Excerpt provided.

Faruqui’s case shows that in India, the world’s most populous democracy, “the judiciary sometimes looks at the accused, not the accusation,” said Sanjay Hegde, a prominent lawyer who is not involved in the case.

The man who accosted him onstage, Eklavya Gaur, is the son of a local leader associated with the ruling BJP. Gaur is the leader of a group called the Hind Rakshak Sangathan, one of many hard-line Hindu organizations that have risen to prominence under Modi’s government and claim to defend the faith.

A video shot by an audience member shows Gaur addressing the crowd, saying: “This is Munawar Faruqui. He makes fun of our gods and goddesses and you pay to watch his shows. Don’t you have any shame?”

“Sir,” Faruqui responded calmly, “I don’t target anyone. I have made jokes about Islam. I have also made jokes about triple talaq” — a practice, until recently legal in India, by which a Muslim man could divorce his wife merely by uttering (or texting) the word three times.

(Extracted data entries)
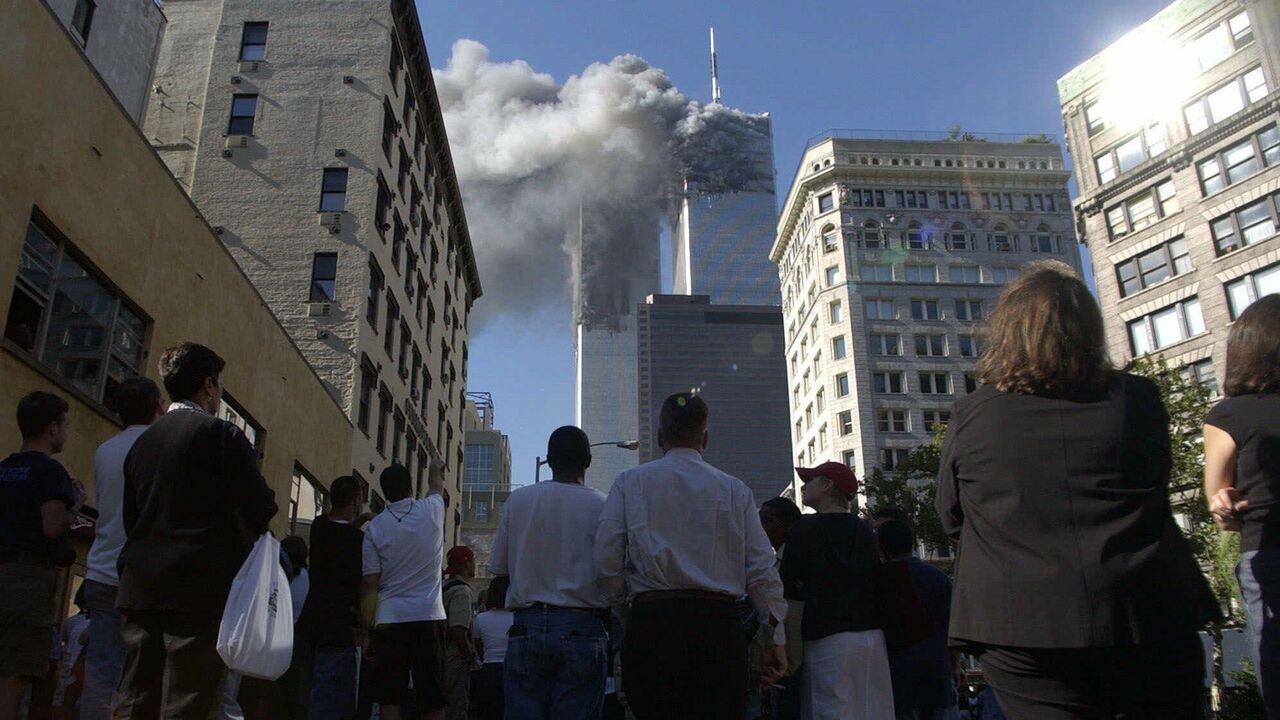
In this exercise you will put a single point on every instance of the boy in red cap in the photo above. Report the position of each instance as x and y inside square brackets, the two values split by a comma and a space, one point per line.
[460, 654]
[831, 565]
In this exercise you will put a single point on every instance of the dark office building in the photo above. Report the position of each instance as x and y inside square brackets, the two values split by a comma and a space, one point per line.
[732, 355]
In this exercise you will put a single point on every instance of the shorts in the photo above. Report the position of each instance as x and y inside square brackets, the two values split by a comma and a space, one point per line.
[26, 619]
[405, 648]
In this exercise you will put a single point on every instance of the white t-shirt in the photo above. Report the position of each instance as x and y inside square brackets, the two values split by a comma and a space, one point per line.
[490, 628]
[109, 501]
[405, 543]
[544, 541]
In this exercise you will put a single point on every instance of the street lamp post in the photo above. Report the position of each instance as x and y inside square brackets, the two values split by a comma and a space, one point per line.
[622, 443]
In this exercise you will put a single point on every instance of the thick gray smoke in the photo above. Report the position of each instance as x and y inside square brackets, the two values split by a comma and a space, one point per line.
[534, 155]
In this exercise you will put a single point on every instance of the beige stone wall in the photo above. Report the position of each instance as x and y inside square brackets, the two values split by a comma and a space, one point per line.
[76, 156]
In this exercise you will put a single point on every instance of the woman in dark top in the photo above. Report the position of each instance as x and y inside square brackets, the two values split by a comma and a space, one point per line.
[1072, 580]
[831, 564]
[1242, 478]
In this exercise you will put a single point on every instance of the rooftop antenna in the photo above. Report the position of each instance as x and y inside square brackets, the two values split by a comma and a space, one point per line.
[714, 72]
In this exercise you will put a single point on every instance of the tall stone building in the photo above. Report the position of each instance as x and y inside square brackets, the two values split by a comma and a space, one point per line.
[1176, 151]
[311, 137]
[890, 251]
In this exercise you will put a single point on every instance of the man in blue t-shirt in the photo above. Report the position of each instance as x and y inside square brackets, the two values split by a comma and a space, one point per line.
[37, 504]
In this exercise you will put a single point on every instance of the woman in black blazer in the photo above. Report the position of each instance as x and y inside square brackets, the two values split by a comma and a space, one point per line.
[1072, 580]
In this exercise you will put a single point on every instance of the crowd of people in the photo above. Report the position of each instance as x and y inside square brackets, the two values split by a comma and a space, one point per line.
[673, 596]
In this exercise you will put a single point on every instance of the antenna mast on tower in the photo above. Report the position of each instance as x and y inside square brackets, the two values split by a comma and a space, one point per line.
[714, 72]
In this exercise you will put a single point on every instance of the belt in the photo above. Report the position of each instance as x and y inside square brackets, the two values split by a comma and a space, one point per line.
[654, 596]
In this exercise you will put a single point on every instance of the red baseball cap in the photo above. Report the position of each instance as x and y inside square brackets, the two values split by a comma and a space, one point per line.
[456, 556]
[840, 475]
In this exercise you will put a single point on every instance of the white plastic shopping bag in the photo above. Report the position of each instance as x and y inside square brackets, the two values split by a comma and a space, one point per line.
[256, 636]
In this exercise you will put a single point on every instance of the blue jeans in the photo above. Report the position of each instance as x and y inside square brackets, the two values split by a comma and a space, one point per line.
[104, 657]
[333, 683]
[1258, 574]
[556, 665]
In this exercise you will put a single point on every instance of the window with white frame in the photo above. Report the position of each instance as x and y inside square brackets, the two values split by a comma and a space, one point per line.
[969, 310]
[885, 343]
[1165, 327]
[1153, 267]
[936, 383]
[931, 345]
[1246, 291]
[926, 310]
[887, 383]
[1247, 226]
[1225, 101]
[1239, 160]
[891, 420]
[880, 309]
[1142, 209]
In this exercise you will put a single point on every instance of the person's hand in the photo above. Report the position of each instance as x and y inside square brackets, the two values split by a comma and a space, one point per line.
[1226, 506]
[773, 664]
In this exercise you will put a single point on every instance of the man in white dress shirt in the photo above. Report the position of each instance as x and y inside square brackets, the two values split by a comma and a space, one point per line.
[688, 540]
[557, 652]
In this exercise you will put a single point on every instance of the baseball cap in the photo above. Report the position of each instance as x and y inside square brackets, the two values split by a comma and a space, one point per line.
[840, 475]
[456, 556]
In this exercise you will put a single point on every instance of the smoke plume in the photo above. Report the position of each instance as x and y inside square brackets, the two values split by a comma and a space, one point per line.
[534, 155]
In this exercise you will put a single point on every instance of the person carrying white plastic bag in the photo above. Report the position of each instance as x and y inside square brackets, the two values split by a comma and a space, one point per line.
[256, 636]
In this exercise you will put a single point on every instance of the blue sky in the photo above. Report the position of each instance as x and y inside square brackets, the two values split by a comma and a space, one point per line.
[903, 64]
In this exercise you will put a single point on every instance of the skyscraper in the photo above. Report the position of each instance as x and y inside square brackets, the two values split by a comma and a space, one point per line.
[325, 169]
[732, 356]
[1176, 146]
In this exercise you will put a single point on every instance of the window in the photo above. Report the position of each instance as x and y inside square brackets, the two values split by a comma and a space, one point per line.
[333, 190]
[82, 19]
[969, 310]
[936, 418]
[926, 310]
[837, 347]
[891, 422]
[1169, 326]
[931, 345]
[885, 343]
[846, 422]
[1130, 153]
[1239, 160]
[920, 273]
[964, 274]
[384, 410]
[71, 322]
[936, 383]
[375, 291]
[254, 41]
[842, 384]
[880, 309]
[1225, 101]
[306, 500]
[877, 273]
[1246, 291]
[324, 269]
[887, 382]
[892, 456]
[1248, 224]
[1153, 267]
[243, 106]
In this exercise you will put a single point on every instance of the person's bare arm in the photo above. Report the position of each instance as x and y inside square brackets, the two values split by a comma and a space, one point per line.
[1224, 500]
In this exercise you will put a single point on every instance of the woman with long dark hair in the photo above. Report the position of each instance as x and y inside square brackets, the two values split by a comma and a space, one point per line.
[1242, 478]
[1073, 583]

Requirements.
**1.** In the excerpt on Faruqui's case, swap "prominent" for "well-known" and reproduce the passage between "Faruqui’s case shows" and "in the case.", inclusive.
**2.** Translate the following sentence from the excerpt on Faruqui's case into Spanish: "Gaur is the leader of a group called the Hind Rakshak Sangathan, one of many hard-line Hindu organizations that have risen to prominence under Modi’s government and claim to defend the faith."

Solutions to the exercise.
**1.**
Faruqui’s case shows that in India, the world’s most populous democracy, “the judiciary sometimes looks at the accused, not the accusation,” said Sanjay Hegde, a well-known lawyer who is not involved in the case.

**2.** Gaur es el líder de un grupo llamado Hind Rakshak Sangathan, una de las muchas organizaciones hindúes de línea dura que han cobrado protagonismo bajo el gobierno de Modi y que afirman defender la fe.